■ SET TASK
Exactly reproduce the lines from the line containing "of the man in" to the end of the data below, inclusive, and nothing else.

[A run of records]

________

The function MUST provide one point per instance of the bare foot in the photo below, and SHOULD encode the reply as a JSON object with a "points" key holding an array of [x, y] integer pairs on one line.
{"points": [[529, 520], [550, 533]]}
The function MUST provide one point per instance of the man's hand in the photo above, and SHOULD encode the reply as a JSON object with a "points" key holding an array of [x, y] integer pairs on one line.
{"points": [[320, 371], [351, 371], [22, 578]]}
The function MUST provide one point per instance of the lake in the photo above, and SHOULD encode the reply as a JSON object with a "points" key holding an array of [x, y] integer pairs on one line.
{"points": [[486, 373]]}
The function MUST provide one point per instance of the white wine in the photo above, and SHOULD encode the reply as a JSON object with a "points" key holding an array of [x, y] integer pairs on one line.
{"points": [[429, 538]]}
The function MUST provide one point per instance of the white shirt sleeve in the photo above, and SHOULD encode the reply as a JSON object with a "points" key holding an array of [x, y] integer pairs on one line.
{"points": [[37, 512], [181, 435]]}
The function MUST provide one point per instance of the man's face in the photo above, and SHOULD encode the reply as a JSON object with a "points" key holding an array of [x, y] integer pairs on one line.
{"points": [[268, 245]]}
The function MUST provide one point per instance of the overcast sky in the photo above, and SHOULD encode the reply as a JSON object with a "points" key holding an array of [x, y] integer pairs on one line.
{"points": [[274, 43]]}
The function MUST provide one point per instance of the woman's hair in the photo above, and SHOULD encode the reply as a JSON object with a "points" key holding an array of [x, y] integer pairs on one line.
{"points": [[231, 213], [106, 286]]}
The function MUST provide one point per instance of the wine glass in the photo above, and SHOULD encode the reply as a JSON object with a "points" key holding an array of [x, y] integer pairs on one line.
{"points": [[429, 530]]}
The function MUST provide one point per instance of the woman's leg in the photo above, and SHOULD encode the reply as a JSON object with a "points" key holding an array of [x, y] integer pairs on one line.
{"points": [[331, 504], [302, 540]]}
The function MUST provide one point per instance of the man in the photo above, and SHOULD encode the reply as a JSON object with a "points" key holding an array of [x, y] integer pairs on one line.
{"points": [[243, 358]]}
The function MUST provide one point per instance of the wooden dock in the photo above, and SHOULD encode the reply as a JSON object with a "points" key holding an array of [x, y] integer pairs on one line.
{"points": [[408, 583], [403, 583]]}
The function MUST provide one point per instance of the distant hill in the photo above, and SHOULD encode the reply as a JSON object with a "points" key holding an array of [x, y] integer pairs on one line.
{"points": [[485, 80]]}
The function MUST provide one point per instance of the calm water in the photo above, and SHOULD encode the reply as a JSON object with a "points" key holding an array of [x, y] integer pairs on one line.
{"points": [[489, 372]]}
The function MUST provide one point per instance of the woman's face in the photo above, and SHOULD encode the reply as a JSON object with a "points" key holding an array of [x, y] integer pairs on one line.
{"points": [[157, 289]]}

________

■ COMPLETED TASK
The function MUST provide one point per instance of the man in the photo above, and SHOULD encode the reply as a JSON object with a "points" key holding an array of [x, y] integer pairs on one line.
{"points": [[243, 358]]}
The function MUST provide one point per instance of the wooden dock in the photo above, and SHOULD encode the reply as a JSON object with a "points" key holding an array of [x, y] integer pairs on one line.
{"points": [[408, 583], [403, 583]]}
The function MUST provide one point per instance of the distant hill in the photo above, and SHOULD encode the reply as a JSON object with a "points" key holding an array of [x, y] integer pairs on one line.
{"points": [[485, 80]]}
The function MUST provide one point per instance of the calm water in the photo above, and SHOULD encode the reply as a JSON object with a "points" key holding an array of [x, y] integer pairs on one line.
{"points": [[489, 372]]}
The function MUST provide one point per instance of the woman's face in the photo above, and SHOULD encode the reply as a JSON object with a "points" key holding an array of [x, y] integer pairs on one line.
{"points": [[157, 289]]}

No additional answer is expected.